## Assigned task
Below are records to reproduce in full; copy them exactly but keep the pictures out.

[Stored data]
▽

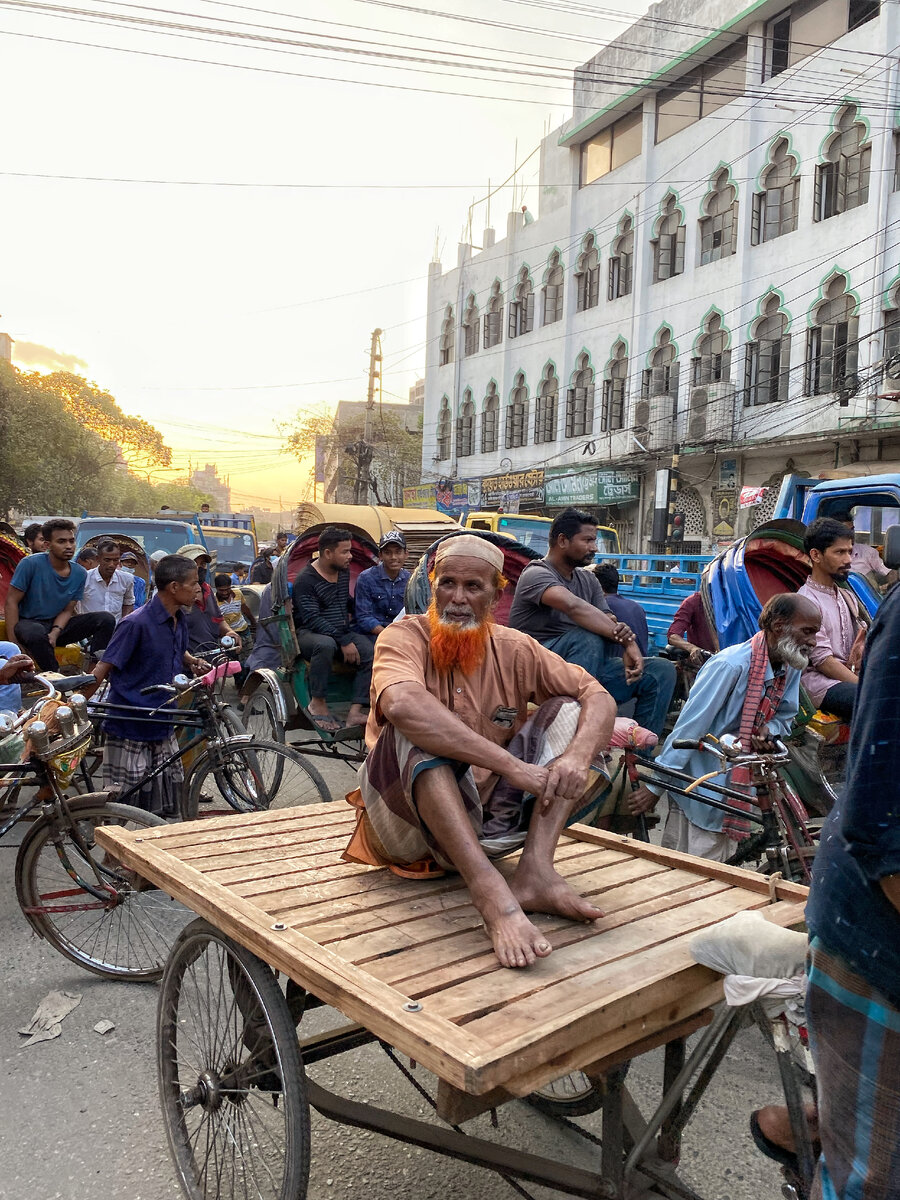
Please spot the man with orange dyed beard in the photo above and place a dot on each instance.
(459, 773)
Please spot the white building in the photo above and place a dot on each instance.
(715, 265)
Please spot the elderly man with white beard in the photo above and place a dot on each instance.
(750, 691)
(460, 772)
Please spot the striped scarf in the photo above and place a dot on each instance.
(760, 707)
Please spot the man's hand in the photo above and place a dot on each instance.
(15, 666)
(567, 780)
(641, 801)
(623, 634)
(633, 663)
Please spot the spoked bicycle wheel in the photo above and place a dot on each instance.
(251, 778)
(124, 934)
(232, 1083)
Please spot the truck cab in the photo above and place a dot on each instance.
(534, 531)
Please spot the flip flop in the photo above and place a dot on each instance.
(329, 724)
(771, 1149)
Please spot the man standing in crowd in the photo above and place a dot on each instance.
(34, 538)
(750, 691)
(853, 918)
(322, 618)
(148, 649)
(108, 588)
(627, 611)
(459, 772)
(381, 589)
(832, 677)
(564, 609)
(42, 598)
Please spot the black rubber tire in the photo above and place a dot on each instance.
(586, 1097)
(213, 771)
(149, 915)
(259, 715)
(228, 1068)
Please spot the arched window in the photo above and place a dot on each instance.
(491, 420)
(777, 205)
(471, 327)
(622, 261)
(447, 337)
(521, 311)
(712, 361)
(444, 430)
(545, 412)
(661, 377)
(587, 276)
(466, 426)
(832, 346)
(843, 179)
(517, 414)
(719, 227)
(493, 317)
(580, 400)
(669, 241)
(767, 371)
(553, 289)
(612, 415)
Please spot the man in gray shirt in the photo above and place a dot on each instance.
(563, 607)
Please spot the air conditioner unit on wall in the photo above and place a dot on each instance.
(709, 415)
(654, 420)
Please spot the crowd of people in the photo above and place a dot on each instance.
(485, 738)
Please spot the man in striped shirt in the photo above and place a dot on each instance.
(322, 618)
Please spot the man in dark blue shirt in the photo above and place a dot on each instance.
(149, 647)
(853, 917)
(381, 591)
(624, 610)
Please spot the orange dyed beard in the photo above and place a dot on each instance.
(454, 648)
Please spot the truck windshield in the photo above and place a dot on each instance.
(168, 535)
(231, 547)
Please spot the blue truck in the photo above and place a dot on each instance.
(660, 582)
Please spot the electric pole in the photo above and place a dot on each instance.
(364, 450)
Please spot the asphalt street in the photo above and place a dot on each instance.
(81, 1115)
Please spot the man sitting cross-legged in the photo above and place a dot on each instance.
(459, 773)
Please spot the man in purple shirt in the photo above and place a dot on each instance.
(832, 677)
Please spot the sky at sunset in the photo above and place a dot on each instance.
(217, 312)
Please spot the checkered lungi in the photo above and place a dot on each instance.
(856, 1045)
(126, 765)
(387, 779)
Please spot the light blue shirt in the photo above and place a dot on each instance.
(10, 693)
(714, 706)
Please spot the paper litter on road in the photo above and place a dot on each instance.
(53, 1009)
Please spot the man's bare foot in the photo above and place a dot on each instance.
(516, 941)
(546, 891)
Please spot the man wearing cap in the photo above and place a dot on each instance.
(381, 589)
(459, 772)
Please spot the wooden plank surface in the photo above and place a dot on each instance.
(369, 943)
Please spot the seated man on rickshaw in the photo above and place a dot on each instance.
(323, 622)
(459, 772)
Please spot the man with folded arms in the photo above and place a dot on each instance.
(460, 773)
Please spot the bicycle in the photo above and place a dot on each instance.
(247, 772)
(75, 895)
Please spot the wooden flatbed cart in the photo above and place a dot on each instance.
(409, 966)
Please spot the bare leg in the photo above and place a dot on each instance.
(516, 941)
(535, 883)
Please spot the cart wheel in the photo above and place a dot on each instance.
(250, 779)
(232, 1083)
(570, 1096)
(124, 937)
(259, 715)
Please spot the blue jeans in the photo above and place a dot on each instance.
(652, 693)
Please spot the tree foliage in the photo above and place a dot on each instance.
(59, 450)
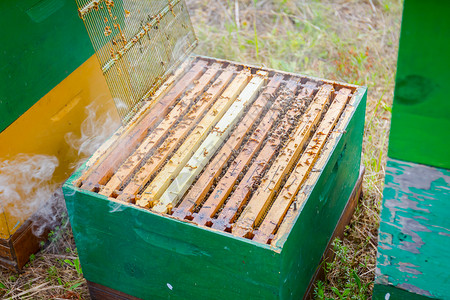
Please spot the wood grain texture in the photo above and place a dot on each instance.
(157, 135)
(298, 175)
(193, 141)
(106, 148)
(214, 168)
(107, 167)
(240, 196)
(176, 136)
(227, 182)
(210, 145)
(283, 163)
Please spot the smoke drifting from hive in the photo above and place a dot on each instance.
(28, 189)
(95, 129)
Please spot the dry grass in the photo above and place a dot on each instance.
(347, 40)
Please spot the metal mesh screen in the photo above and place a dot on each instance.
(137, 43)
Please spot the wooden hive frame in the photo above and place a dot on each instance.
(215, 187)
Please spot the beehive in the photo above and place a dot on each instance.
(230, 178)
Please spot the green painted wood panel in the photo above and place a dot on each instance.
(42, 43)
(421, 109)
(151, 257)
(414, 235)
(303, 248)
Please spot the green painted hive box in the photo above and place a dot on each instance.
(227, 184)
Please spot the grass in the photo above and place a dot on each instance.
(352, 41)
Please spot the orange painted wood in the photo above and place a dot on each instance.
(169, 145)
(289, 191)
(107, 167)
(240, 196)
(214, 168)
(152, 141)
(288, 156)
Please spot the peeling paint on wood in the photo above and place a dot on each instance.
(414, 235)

△

## Solution for this exercise
Please spot the man with orange dyed beard in the photo above and place a dot on each instance.
(459, 773)
Please spot the white building in the photo above and place a dot on each instance.
(715, 265)
Please spot the elderly man with white beard in the photo above and place a dot on each instance.
(750, 691)
(460, 772)
Please spot the striped scarf in the photo above and place a dot on each instance.
(760, 707)
Please spot the man's hand in the photo above and place a dot on each instance.
(15, 666)
(567, 780)
(641, 801)
(623, 634)
(633, 663)
Please spot the spoked bicycle wheel in the photo above and place a dot on each instance.
(251, 778)
(124, 934)
(232, 1083)
Please spot the truck cab in the photo above and place a dot on each instance.
(534, 531)
Please spot the flip flop in the photo above and place a dot on each instance.
(329, 724)
(771, 1149)
Please spot the man standing in crowd in the photo above and place a dot on each instance.
(34, 538)
(750, 691)
(853, 918)
(322, 618)
(148, 649)
(108, 588)
(627, 611)
(459, 772)
(381, 589)
(832, 677)
(564, 609)
(42, 598)
Please spot the black rubber tire in the photo above and place a dot on each instance.
(586, 1097)
(213, 771)
(149, 915)
(259, 715)
(228, 1068)
Please spot the arched window in the photo above and place a dot on each instance.
(491, 420)
(777, 205)
(471, 327)
(622, 261)
(447, 337)
(521, 311)
(712, 361)
(444, 430)
(545, 412)
(661, 377)
(587, 276)
(466, 426)
(832, 346)
(843, 179)
(517, 414)
(719, 227)
(493, 317)
(580, 400)
(669, 241)
(767, 371)
(553, 289)
(612, 415)
Please spot the man in gray shirt in the photo above and place a dot on each instance.
(563, 607)
Please spot the air conditioner unit on wall in the photo above and place a dot on each instance.
(709, 415)
(654, 420)
Please spot the crowd of people in the photo above and place a dot on each instance.
(485, 738)
Please spot the man in striped shirt in the photo above and place a dot on each instance.
(322, 618)
Please spot the man in dark blue shirt in the photo above and place a dot on each instance.
(149, 647)
(853, 917)
(381, 591)
(624, 610)
Please spot the orange dyed beard in the photo above and place a dot on each instance.
(454, 648)
Please spot the truck windshield in the photo above and place a dot on each instance.
(168, 535)
(231, 547)
Please spot the blue truck in the photo above and place a dot on each instance.
(660, 582)
Please spot the electric pole in the photo above and place a dot on each instance.
(364, 450)
Please spot the asphalt street in the photo above and place a dot on each instance.
(81, 1115)
Please spot the man sitting cross-legged in the photo above and place a dot on each instance.
(459, 773)
Please spot the man in purple shirt in the photo above and place a dot on each instance.
(832, 677)
Please spot the sky at sunset in the photo above and place a dot on each instance.
(217, 312)
Please spot the checkered lungi in the photo above and place a dot on each instance.
(856, 1045)
(126, 765)
(387, 779)
Please spot the light blue shirt in the photo above and place a dot on each instance.
(10, 693)
(714, 706)
Please spot the paper litter on road in the photo above and place a dot on each instance.
(53, 1009)
Please spot the man's bare foot in the photo above and place a dot on each instance.
(516, 941)
(546, 891)
Please spot the man wearing cap in the photo above and place a dot on each instance.
(381, 589)
(459, 772)
Please spot the wooden plank surface in the photo above and place a dot on each instance.
(369, 943)
Please spot the seated man on rickshaw in the photo above and place a dot on each instance.
(323, 622)
(459, 772)
Please spot the man with folded arms in the photo above and place a dot on each instance.
(460, 773)
Please spot the bicycle in the photo above and place a dot on each instance.
(247, 772)
(75, 895)
Please spot the wooden flatbed cart in the photo above and place a dot on each instance.
(409, 966)
Please spot the bare leg in the photo above and place a dot on each instance.
(516, 941)
(535, 883)
Please spot the cart wheel in the photo above and place a dot on each instance.
(250, 779)
(232, 1083)
(570, 1096)
(124, 937)
(259, 715)
Please spot the blue jeans in the photo above and place a dot on each instance.
(652, 693)
Please spot the tree foliage in the photo above and place a dot on each instance.
(59, 450)
Please spot the wood grain texture in the photo above and place a dot on each instance.
(157, 135)
(298, 175)
(193, 141)
(106, 148)
(214, 168)
(107, 167)
(240, 196)
(176, 136)
(227, 182)
(210, 145)
(283, 163)
Please spot the smoke drifting from hive in the photo above and place a dot on each instance.
(28, 189)
(95, 129)
Please spot the dry grass in the photo above and place a dot on each instance.
(347, 40)
Please spot the metal mesh screen in the photo above and place a dot on each instance.
(137, 43)
Please spot the wooden hive frame in the photo above and place a dot on each instance.
(215, 187)
Please spot the beehive in the photo above and place a dot on each instance.
(230, 178)
Please spot the green painted wood panel in the photo above and place a dot on each instance.
(42, 43)
(421, 109)
(151, 257)
(414, 235)
(303, 248)
Please spot the green painted hive box in the photo above and place a dot on each instance.
(227, 184)
Please spot the grass in the photo above and place a dot on each instance.
(352, 41)
Please spot the orange painted wood in the photo above and place a dot on each instance.
(169, 145)
(289, 191)
(107, 167)
(240, 196)
(214, 168)
(152, 141)
(288, 156)
Please spot the peeling paint on wood in the photo above and place a dot on each instance.
(414, 235)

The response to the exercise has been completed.